____ DATOS A PROCESAR
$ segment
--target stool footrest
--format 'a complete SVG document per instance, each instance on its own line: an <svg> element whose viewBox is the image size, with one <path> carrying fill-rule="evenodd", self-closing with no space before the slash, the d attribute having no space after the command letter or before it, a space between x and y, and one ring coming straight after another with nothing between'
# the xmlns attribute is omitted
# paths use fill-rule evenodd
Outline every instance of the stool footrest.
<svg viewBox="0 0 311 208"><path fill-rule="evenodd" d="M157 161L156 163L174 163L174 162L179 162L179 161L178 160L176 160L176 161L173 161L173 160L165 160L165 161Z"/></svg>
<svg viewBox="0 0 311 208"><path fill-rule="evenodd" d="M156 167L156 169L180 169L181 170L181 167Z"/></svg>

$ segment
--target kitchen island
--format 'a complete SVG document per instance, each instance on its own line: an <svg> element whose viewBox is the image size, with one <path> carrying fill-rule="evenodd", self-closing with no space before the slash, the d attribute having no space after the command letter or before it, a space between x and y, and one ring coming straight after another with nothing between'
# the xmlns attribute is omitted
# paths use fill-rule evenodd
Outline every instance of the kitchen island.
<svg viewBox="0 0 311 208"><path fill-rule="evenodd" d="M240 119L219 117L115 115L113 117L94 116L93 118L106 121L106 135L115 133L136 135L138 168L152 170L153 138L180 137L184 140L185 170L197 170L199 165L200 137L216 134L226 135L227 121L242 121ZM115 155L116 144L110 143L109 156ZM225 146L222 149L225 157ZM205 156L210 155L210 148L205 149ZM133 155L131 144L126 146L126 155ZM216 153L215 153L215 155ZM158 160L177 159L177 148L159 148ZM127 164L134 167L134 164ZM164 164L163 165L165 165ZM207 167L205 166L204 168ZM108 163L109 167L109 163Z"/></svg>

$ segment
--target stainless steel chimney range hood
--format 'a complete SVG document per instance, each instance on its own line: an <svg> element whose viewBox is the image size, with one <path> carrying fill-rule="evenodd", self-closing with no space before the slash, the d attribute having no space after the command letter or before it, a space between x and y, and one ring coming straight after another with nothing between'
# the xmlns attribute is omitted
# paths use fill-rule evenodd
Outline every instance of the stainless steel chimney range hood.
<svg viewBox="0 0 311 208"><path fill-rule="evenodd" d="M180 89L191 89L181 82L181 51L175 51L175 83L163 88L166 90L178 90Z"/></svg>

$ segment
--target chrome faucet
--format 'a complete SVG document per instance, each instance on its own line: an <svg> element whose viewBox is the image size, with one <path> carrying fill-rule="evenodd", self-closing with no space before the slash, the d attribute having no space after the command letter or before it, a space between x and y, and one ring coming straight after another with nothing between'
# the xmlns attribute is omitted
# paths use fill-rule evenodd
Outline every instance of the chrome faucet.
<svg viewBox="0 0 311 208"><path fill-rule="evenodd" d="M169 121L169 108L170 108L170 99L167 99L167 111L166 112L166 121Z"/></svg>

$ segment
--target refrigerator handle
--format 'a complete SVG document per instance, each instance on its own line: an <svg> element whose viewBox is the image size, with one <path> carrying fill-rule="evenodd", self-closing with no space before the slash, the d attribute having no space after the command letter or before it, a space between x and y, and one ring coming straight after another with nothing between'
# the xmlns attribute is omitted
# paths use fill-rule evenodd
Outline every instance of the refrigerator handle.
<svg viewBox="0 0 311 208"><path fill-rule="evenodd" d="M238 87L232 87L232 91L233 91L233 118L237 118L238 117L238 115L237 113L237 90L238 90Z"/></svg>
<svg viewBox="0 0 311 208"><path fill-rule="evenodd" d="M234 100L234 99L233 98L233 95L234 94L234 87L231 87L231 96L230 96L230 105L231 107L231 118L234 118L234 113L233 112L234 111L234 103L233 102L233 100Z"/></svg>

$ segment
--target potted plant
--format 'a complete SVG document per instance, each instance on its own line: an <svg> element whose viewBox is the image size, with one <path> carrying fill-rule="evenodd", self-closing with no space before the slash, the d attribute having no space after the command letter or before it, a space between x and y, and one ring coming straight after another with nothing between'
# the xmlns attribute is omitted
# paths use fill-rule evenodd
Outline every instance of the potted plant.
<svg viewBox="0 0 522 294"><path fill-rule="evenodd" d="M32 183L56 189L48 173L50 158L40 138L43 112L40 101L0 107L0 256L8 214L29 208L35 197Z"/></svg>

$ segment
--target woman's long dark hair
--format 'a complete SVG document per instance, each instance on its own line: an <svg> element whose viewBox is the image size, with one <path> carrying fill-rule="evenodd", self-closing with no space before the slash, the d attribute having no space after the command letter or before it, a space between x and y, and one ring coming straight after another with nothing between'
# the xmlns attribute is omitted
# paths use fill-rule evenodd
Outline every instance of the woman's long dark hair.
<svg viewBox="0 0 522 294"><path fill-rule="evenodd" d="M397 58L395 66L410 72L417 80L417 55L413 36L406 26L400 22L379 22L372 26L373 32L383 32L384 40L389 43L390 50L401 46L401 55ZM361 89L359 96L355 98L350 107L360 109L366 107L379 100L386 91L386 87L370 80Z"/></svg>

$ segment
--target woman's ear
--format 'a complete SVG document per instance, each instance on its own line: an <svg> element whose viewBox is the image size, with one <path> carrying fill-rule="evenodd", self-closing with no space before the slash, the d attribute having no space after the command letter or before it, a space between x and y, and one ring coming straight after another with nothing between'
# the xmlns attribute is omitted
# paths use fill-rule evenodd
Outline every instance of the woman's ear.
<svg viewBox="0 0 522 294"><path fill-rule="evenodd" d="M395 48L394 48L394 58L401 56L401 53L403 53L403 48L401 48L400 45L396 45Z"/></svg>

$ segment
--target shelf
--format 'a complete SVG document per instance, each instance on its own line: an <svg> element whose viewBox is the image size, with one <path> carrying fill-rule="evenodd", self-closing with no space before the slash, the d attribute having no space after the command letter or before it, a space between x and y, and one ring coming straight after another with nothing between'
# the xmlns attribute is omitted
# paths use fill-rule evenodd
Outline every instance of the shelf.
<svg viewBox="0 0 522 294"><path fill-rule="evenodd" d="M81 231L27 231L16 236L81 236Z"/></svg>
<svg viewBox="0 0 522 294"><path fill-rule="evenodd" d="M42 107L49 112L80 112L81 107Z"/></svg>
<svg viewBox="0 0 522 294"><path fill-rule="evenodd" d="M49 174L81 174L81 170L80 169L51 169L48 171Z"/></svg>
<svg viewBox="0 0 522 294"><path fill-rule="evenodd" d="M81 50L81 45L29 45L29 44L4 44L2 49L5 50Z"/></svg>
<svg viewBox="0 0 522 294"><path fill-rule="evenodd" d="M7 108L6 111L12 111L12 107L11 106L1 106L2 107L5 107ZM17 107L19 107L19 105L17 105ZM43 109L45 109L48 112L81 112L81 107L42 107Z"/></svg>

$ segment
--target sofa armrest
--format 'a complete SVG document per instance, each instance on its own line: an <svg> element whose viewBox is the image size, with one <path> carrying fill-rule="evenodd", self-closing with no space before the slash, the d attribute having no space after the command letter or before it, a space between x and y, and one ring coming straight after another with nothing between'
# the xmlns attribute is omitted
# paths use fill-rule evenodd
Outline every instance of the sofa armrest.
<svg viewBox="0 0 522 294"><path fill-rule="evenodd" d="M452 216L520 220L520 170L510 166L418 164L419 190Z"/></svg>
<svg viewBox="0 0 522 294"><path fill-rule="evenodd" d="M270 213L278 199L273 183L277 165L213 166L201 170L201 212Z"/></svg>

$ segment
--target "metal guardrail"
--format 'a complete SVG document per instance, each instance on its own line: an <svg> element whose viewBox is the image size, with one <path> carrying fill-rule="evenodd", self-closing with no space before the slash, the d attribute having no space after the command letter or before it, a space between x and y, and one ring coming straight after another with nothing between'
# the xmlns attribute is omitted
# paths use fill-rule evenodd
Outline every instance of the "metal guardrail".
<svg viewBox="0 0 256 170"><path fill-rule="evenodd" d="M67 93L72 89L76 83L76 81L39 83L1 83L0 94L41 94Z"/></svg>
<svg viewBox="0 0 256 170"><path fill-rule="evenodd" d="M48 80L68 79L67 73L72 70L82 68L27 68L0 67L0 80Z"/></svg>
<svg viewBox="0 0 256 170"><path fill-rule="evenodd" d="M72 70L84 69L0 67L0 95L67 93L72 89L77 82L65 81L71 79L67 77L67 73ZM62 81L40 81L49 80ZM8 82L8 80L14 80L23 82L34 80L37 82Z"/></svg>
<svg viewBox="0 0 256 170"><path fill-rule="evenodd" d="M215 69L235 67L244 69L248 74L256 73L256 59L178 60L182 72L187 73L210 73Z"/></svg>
________
TU OBJETIVO = Reescribe como un CSV de dos columnas, entrada y salida, los ítems que van desde el inicio hasta la línea que contiene "119L219 117L115 115L113", con ambos extremos incluidos. Cada ítem ocupa una fila con su texto y su respuesta, cada uno en un campo entre comillas y con los saltos de línea convertidos en espacios.

RESULTADO DE LA TAREA =
entrada,salida
"$ segment --target stool footrest --format 'a complete SVG document per instance, each instance on its own line: an <svg> element whose viewBox is the image size, with one <path> carrying fill-rule=""evenodd"", self-closing with no space before the slash, the d attribute having no space after the command letter or before it, a space between x and y, and one ring coming straight after another with nothing between' # the xmlns attribute is omitted # paths use fill-rule evenodd Outline every instance of the stool footrest.","<svg viewBox=""0 0 311 208""><path fill-rule=""evenodd"" d=""M157 161L156 163L174 163L174 162L179 162L179 161L178 160L176 160L176 161L173 161L173 160L165 160L165 161Z""/></svg> <svg viewBox=""0 0 311 208""><path fill-rule=""evenodd"" d=""M156 167L156 169L180 169L181 170L181 167Z""/></svg>"
"$ segment --target kitchen island --format 'a complete SVG document per instance, each instance on its own line: an <svg> element whose viewBox is the image size, with one <path> carrying fill-rule=""evenodd"", self-closing with no space before the slash, the d attribute having no space after the command letter or before it, a space between x and y, and one ring coming straight after another with nothing between' # the xmlns attribute is omitted # paths use fill-rule evenodd Outline every instance of the kitchen island.","<svg viewBox=""0 0 311 208""><path fill-rule=""evenodd"" d=""M240 119L219 117L115 115L113 117L94 116L93 118L106 121L106 135L115 133L136 135L138 168L152 170L153 138L180 137L184 140L185 170L197 170L199 165L200 137L216 134L226 135L227 121L242 121ZM115 155L116 144L110 143L109 156ZM225 146L222 149L225 157ZM205 156L210 155L210 148L205 149ZM133 155L131 144L126 146L126 155ZM216 153L215 153L215 155ZM158 160L177 159L177 148L159 148ZM127 164L134 167L134 164ZM164 164L163 165L165 165ZM207 167L205 166L204 168ZM108 163L109 167L109 163Z""/></svg>"